-------- Text shown
Henry Marsh

Personal information
- Full name: Henry Dinwoodey Marsh
- Born: Henry Dinwoodey Marsh March 15, 1954 (age 72) Boston, Massachusetts, U.S.
- Education: Punahou High School
- Height: 178 cm (5 ft 10 in)
- Weight: 72 kg (159 lb)
- Spouse: Suzi Wallin

Sport
- Country: United States
- Sport: Track and field
- Rank: 1st-World (1981, 1982, 1985) Top 10-World (1977-1988)
- Event: 3000 m steeplechase
- University team: Brigham Young University Cougars
- Club: Athletics West
- Coached by: Alan Hazzard "Al" Rowan and Clarence Robison

Achievements and titles
- Personal bests: 1500m – 3:43.52 (1985) Mile – 3:59.31 (1985) 2 miles – 8:33.90i (1984) 5000m – 13:45.2 (1984) 3000m steeplechase – 8:09.17 (1985)

Medal record
Representing the United States
Olympic Games
Pan American Games
| Gold medal – first place | 1979 San Juan | 3000m steeplechase |
| Silver medal – second place | 1987 Indianapolis | 3000m steeplechase |
World Cup
| Silver medal – second place | 1985 Canberra | 3000m steeplechase |
Goodwill Games
| Silver medal – second place | 1986 Moscow | 3000m steeplechase |

= Henry Marsh (runner) =

American track athlete

Henry Dinwoodey Marsh (born March 15, 1954) is a retired runner from the United States, who made four U.S. Olympic teams and represented his native country in the men's 3,000 meter Steeplechase in three Summer Olympics, from 1976 through 1988.

==Biography==

===Junior high school===
Marsh's athletic career started in Richardson, Texas at Northwood Junior High School, where he started as a quarterback for an unsuccessful football team. He had more success with the track and field team that next spring.

===High School===
Marsh moved to Hawai'i, in both years at Punahou High School, he was the state champ in the mile with a personal best of 4:18:6 and was the co-captain his senior year. He was inducted into the Punahou Hall of Fame in 1990.

===College===
Marsh went to Brigham Young University in Provo, Utah. After his freshman year, he took 2 years off, in Brazil, when he came back he qualified for the NCAAs with 8:55. Then he broke the BYU record when he ran 8:27 at the NCAAs and subsequently qualified for the 1976 Olympic trials. At the NCAAs he was 2nd in 1976 and 3rd in 1977 and 1978. He was an All-American five times. In 1978, he also won the national title.

Marsh had the second longest lasting (most enduring) running record in BYU history. (The most enduring running record belongs to Ralph Mann, who set a record in the 400-meter dash in 1970 and has yet to be broken.) Marsh's BYU record of 8:21.60, set in 1977, in the 3,000-meter steeplechase lasted 46 years, before Kenneth Rooks broke the steeplechase record with a time of 8:17.62 on May 8, 2023.

===Olympics===

====1976 Montréal Olympics====
In 1976, while a sophomore at BYU, Marsh qualified for the 1976 Summer Olympics in Montréal, Québec, Canada, at the Olympics he got tenth place with 8:23.99.
----------------
*Actions to take*:
**a)** According to the Henry Marsh text, who broke Marsh's BYU record in the 3,000-meter steeplechase?
**b)** Return the stretch of the Henry Marsh text from "Personal information" through "kg (159 lb)".
-------- Data supplied
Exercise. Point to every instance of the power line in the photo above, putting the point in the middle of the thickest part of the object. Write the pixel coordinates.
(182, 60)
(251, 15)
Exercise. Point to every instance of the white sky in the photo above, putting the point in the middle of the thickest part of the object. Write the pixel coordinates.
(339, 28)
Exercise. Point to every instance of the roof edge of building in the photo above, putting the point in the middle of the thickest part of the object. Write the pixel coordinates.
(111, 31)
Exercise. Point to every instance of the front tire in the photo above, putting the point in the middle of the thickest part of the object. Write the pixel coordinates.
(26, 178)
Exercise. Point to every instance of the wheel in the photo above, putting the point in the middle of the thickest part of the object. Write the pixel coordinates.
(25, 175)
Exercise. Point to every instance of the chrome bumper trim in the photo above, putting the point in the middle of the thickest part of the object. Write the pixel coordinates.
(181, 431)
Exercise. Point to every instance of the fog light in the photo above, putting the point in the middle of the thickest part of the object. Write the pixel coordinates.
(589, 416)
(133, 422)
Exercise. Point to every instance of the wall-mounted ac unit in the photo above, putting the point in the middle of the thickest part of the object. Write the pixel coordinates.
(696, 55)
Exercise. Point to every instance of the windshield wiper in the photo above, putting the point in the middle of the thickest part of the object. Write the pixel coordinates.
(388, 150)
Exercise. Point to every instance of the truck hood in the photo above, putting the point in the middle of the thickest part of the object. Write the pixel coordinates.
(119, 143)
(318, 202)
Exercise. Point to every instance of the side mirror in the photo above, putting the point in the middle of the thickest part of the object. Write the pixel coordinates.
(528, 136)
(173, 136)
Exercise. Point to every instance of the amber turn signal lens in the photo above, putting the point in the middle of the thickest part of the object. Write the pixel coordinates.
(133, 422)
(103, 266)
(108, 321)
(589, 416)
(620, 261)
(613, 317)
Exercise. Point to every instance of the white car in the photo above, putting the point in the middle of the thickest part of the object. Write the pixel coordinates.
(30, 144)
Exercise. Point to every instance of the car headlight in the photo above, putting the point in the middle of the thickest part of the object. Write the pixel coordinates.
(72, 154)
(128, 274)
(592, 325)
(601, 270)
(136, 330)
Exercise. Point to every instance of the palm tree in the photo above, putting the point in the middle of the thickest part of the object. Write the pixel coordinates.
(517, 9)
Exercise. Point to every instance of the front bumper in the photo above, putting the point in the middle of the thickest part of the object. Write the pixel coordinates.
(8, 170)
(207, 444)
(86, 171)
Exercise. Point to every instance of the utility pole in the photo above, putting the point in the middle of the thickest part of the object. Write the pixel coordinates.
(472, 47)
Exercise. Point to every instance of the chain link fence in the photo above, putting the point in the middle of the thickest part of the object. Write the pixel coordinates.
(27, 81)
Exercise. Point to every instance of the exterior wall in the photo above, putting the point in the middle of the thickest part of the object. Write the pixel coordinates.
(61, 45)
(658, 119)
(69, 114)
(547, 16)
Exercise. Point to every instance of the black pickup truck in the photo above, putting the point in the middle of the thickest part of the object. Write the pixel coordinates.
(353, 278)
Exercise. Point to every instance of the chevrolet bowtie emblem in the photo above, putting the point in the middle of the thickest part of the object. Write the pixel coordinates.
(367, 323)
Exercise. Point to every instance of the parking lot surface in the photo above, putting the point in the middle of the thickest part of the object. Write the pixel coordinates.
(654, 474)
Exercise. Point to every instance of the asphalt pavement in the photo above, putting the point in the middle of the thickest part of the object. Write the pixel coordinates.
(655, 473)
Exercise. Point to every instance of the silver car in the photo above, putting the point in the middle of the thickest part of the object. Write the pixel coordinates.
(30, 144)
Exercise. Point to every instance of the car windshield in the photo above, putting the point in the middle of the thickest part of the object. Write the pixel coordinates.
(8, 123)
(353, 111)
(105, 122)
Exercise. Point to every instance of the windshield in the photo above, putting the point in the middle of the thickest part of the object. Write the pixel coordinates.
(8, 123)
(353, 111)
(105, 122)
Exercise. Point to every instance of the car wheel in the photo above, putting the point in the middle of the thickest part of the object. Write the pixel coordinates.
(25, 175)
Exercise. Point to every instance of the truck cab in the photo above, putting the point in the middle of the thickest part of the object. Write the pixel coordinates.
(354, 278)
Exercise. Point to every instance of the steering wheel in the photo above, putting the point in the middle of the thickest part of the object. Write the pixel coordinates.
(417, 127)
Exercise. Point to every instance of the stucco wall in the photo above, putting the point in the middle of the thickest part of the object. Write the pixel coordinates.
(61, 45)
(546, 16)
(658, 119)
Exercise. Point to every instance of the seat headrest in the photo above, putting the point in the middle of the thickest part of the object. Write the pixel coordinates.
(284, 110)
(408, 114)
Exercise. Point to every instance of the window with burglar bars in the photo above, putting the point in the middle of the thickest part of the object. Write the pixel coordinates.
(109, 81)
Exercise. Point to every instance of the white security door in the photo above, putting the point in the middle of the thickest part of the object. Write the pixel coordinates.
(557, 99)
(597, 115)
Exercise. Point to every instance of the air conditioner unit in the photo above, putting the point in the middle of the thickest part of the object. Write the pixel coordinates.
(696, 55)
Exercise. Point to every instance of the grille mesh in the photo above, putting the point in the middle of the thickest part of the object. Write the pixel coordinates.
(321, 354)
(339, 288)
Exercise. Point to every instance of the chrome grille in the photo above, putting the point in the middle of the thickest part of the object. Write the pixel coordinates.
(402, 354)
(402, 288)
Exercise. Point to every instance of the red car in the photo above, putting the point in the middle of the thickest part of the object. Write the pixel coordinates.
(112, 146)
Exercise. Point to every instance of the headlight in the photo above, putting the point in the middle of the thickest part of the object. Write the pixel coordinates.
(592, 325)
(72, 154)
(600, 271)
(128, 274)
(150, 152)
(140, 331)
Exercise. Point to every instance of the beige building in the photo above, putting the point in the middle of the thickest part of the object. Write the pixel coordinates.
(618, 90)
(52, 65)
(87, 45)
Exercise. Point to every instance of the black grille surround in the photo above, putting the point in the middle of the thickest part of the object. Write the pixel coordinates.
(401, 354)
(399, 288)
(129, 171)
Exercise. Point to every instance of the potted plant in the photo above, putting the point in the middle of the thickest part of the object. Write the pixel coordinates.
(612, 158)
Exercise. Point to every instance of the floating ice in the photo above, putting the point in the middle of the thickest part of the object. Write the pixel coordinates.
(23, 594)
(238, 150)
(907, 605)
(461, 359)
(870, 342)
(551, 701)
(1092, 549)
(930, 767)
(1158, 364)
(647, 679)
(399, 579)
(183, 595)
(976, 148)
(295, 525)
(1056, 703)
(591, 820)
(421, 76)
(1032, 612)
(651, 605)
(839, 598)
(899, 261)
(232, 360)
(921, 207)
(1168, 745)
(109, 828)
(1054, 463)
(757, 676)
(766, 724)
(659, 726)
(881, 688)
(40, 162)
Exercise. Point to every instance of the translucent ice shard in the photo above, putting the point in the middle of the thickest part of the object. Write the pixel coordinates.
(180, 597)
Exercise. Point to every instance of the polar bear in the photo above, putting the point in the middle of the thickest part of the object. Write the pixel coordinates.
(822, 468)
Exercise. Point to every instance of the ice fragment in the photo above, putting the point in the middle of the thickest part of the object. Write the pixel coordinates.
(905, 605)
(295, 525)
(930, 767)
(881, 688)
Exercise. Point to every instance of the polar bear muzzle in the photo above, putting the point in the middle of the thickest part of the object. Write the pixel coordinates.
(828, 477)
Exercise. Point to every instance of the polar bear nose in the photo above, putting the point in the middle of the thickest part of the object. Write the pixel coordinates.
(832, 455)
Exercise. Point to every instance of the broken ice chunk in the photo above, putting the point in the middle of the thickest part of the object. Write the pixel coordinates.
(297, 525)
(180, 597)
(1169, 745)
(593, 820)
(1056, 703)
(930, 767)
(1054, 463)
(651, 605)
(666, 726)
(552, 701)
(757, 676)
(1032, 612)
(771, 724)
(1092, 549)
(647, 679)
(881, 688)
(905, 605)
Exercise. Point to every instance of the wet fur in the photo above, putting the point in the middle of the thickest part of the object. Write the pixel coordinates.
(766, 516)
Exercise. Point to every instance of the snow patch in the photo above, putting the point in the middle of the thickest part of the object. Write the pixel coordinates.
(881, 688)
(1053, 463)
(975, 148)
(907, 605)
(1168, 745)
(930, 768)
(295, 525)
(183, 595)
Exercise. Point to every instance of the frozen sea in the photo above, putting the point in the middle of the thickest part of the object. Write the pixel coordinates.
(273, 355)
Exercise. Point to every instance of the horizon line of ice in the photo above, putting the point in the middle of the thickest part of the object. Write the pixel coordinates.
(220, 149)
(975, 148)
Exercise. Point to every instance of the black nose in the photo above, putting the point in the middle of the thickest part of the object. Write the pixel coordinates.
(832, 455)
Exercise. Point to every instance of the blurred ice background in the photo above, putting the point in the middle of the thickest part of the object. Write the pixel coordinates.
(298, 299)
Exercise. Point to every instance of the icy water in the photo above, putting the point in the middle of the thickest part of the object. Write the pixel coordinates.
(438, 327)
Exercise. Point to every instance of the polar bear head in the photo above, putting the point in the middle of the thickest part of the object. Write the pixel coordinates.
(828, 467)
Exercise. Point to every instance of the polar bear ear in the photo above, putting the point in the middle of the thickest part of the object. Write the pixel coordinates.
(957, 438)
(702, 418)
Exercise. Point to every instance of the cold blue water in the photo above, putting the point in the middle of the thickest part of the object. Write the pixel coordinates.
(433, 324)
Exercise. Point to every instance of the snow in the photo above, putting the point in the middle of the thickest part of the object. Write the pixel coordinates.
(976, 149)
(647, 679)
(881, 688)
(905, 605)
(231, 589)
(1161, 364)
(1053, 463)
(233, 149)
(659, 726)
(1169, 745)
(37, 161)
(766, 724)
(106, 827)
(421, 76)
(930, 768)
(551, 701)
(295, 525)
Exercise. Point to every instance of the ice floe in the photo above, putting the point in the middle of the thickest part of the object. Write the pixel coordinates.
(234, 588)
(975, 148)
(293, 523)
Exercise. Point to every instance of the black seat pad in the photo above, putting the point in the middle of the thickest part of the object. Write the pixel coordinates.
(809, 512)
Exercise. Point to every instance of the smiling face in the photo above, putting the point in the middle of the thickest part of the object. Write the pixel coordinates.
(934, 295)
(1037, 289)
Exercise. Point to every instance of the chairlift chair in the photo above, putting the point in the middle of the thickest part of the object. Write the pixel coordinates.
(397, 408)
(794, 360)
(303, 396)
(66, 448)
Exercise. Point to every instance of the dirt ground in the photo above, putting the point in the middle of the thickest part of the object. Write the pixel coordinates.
----------------
*Solutions for each task*:
**a)** Kenneth Rooks

**b)**
Personal information
- Full name: Henry Dinwoodey Marsh
- Born: Henry Dinwoodey Marsh March 15, 1954 (age 72) Boston, Massachusetts, U.S.
- Education: Punahou High School
- Height: 178 cm (5 ft 10 in)
- Weight: 72 kg (159 lb)